→ **Work to complete**
Report every line of the items that contains the string "hair", copying each such line in full.

Data listing
■ ■ ■ ■ ■
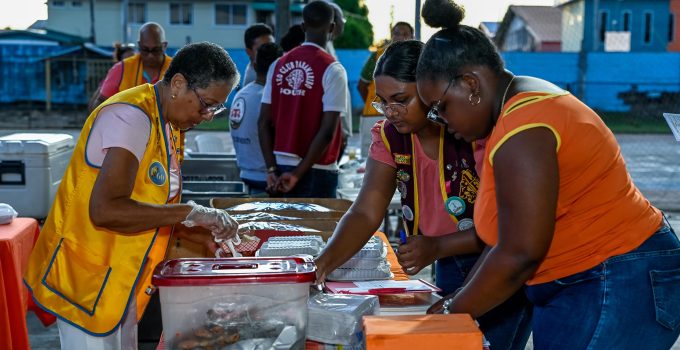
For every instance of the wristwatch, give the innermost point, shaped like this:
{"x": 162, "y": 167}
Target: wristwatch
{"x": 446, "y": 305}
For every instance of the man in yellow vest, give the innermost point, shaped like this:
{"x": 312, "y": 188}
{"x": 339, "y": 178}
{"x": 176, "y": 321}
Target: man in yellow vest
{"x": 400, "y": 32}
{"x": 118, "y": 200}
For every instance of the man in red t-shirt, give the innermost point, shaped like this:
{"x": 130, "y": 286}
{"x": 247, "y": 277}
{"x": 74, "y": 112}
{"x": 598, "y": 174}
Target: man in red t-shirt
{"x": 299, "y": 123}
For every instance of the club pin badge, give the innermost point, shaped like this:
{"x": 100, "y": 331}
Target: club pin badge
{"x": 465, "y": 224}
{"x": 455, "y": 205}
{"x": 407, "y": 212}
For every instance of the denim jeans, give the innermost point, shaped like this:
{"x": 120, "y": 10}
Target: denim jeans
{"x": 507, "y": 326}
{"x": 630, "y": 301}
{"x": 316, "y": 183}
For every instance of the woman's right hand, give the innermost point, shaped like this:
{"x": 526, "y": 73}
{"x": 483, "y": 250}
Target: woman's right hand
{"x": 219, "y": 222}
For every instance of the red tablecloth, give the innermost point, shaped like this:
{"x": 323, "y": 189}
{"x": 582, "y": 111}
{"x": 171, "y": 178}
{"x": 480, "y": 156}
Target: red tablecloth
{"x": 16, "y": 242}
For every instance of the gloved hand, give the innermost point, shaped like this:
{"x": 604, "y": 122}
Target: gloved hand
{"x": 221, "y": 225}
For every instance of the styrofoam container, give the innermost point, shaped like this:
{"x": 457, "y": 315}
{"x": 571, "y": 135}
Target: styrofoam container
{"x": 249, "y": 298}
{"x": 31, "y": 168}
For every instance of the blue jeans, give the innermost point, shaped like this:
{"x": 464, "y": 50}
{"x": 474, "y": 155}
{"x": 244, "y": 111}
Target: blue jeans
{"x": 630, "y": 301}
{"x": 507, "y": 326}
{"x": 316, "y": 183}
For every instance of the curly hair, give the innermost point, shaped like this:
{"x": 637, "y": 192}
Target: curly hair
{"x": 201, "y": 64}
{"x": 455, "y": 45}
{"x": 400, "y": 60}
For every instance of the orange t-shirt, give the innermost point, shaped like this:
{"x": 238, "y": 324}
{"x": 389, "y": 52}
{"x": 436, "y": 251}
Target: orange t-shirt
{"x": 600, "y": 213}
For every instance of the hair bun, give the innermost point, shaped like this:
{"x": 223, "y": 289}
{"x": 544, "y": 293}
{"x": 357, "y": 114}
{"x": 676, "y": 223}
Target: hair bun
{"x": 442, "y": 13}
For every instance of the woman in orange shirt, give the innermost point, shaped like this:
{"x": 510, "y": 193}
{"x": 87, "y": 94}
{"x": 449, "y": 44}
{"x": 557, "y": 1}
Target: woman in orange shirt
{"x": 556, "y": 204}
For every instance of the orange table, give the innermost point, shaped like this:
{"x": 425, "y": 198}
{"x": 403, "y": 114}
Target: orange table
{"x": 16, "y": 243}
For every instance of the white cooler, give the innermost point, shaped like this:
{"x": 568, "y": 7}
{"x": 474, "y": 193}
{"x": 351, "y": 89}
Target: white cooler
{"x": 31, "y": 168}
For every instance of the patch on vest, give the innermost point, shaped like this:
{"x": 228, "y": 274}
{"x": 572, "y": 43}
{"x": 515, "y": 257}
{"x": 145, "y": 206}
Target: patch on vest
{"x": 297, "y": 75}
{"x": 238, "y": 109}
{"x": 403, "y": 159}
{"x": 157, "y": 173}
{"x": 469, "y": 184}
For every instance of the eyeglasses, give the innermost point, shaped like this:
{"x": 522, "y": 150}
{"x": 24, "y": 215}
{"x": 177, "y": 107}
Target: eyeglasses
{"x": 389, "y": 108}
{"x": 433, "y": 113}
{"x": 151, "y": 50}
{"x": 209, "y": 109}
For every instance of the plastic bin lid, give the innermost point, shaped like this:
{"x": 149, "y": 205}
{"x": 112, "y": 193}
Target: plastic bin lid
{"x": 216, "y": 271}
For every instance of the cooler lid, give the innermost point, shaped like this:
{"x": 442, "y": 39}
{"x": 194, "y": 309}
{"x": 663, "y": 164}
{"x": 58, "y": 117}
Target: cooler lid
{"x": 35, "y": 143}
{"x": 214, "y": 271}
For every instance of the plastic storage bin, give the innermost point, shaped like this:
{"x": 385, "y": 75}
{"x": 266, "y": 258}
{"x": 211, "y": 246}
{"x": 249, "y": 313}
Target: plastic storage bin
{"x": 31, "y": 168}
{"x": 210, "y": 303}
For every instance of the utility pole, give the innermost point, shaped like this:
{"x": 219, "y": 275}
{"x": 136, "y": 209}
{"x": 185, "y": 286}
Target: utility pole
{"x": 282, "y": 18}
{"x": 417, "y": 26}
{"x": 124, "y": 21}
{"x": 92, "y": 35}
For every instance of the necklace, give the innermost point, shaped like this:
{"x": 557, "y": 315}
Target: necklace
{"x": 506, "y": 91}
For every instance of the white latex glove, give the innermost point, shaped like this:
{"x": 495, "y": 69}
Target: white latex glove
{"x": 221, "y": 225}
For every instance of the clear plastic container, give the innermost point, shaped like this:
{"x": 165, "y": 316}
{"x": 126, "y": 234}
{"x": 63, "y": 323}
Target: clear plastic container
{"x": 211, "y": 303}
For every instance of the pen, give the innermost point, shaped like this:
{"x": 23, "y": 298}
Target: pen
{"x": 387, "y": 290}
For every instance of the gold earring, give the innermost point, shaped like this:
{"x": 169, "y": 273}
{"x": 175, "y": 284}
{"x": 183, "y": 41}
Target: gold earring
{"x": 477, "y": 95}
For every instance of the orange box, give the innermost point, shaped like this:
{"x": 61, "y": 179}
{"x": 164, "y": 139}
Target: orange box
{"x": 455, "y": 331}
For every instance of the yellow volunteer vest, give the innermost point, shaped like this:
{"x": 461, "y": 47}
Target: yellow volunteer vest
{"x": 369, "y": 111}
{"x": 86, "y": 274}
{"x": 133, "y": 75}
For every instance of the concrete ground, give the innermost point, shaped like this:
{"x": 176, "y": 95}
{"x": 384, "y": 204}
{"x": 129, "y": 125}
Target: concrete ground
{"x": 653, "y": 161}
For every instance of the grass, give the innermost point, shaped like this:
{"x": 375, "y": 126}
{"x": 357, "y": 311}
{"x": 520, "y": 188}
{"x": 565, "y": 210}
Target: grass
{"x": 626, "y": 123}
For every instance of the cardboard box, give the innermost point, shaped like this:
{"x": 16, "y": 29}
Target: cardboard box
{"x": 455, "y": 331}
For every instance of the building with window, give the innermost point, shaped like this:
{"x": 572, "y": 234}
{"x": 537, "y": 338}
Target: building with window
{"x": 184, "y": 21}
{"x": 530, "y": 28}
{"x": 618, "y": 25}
■ ■ ■ ■ ■
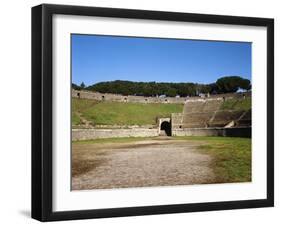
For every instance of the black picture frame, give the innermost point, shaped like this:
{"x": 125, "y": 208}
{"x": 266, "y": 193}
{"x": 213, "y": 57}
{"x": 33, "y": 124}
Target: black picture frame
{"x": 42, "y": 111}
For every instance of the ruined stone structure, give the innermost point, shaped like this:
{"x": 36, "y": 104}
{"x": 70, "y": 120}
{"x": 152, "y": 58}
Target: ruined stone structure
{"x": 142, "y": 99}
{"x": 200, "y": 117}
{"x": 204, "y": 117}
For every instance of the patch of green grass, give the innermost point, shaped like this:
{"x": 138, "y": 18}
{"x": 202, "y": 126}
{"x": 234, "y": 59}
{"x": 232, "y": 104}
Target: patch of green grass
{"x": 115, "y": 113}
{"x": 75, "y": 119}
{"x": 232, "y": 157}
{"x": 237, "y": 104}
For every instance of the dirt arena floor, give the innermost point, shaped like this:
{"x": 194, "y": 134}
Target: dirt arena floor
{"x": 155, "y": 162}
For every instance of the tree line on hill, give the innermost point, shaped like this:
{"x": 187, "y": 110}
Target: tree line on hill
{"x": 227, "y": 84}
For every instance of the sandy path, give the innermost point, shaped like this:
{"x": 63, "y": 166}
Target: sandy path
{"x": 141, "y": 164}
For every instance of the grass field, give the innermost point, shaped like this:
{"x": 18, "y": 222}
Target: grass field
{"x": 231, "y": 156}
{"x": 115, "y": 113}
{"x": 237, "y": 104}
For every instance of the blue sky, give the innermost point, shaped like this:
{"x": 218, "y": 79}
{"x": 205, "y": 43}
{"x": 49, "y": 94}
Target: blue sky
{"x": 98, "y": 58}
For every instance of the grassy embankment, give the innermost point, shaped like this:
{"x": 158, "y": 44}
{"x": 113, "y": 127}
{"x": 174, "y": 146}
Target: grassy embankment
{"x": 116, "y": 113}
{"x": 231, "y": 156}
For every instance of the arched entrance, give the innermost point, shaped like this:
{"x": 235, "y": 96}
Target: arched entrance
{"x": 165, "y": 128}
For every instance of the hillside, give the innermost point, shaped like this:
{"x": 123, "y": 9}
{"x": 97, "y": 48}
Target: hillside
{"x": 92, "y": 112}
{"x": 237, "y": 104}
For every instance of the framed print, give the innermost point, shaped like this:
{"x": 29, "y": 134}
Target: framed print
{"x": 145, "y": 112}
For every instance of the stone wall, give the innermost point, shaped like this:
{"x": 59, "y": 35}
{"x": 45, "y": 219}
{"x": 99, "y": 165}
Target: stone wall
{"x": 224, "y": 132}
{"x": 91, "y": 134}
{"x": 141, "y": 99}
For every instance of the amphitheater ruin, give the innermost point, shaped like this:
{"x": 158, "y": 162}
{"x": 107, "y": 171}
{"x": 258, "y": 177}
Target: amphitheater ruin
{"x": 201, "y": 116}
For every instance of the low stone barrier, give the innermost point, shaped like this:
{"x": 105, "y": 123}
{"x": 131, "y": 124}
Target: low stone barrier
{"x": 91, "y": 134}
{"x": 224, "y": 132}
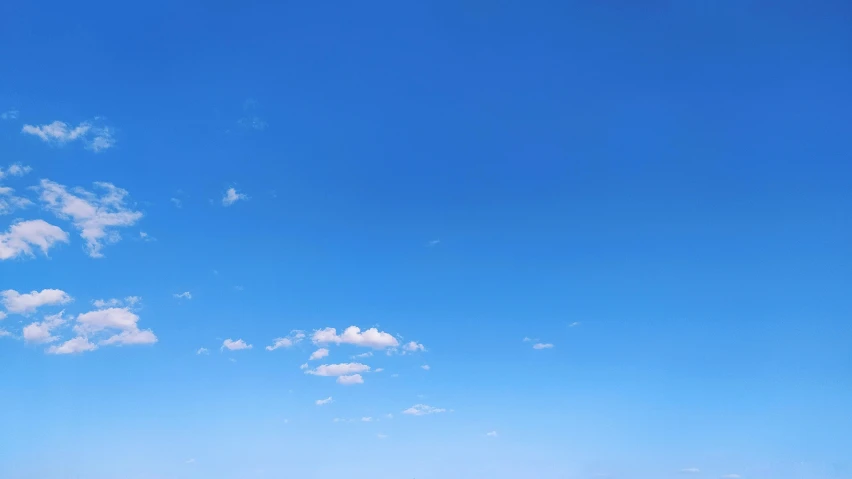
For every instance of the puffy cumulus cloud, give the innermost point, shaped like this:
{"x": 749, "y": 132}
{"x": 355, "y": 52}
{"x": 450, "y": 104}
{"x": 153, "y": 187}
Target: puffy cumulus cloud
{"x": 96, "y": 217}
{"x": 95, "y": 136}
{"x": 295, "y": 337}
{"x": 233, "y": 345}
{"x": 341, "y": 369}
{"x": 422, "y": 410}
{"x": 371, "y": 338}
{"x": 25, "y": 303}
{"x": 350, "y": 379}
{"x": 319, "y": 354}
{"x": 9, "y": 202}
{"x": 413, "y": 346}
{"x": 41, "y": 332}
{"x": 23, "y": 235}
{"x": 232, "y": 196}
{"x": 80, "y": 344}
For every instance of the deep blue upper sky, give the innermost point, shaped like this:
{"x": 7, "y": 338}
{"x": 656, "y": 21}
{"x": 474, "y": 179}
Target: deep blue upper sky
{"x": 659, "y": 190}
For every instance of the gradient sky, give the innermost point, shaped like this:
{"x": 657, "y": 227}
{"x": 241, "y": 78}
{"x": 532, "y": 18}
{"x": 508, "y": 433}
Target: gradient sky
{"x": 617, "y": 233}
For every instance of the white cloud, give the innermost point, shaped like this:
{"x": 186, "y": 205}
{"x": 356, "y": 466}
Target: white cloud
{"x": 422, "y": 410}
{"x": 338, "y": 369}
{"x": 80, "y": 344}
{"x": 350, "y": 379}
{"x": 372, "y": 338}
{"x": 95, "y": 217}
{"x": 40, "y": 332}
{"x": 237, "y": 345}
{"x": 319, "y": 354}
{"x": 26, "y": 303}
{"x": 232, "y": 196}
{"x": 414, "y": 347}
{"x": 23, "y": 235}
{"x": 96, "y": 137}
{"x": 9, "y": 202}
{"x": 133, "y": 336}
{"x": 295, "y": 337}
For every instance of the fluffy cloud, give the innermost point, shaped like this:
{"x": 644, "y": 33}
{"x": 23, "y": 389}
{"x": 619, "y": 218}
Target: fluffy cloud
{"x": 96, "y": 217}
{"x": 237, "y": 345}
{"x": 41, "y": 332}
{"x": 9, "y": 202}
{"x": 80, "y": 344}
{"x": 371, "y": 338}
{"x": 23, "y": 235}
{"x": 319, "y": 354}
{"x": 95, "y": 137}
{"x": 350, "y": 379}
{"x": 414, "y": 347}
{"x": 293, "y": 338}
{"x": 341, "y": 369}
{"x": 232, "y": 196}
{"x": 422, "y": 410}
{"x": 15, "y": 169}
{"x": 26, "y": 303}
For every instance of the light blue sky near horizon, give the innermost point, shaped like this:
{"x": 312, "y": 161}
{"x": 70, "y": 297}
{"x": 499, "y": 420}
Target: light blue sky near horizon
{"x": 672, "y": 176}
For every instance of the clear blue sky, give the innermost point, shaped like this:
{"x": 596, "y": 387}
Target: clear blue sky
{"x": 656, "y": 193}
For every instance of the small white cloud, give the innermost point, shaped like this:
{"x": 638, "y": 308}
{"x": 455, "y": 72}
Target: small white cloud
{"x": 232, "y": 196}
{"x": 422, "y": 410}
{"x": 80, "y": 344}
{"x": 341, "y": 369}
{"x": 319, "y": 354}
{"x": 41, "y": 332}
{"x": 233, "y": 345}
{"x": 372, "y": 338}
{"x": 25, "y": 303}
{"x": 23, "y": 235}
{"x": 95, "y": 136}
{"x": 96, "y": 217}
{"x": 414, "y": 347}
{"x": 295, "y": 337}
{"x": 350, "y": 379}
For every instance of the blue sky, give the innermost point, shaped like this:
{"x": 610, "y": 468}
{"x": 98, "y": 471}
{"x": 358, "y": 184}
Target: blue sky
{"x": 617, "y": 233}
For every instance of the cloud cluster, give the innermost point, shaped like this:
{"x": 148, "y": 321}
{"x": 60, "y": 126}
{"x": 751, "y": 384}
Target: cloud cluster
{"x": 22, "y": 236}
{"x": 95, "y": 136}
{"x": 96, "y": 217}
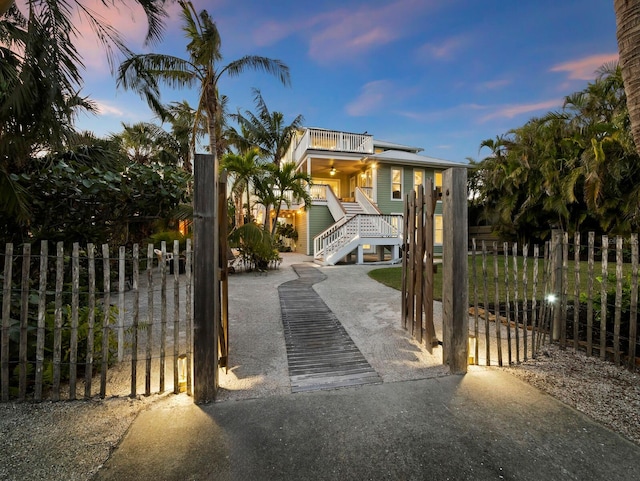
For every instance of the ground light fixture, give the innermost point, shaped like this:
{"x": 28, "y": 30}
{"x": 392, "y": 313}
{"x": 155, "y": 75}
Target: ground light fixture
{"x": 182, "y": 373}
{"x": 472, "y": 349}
■ ■ ■ ■ ■
→ **Response to the exercise**
For every instance of the curly hair, give the innermost point, shaped like this:
Target: curly hair
For every instance of the hair bun, give the innermost point, shaped like this:
Target: hair bun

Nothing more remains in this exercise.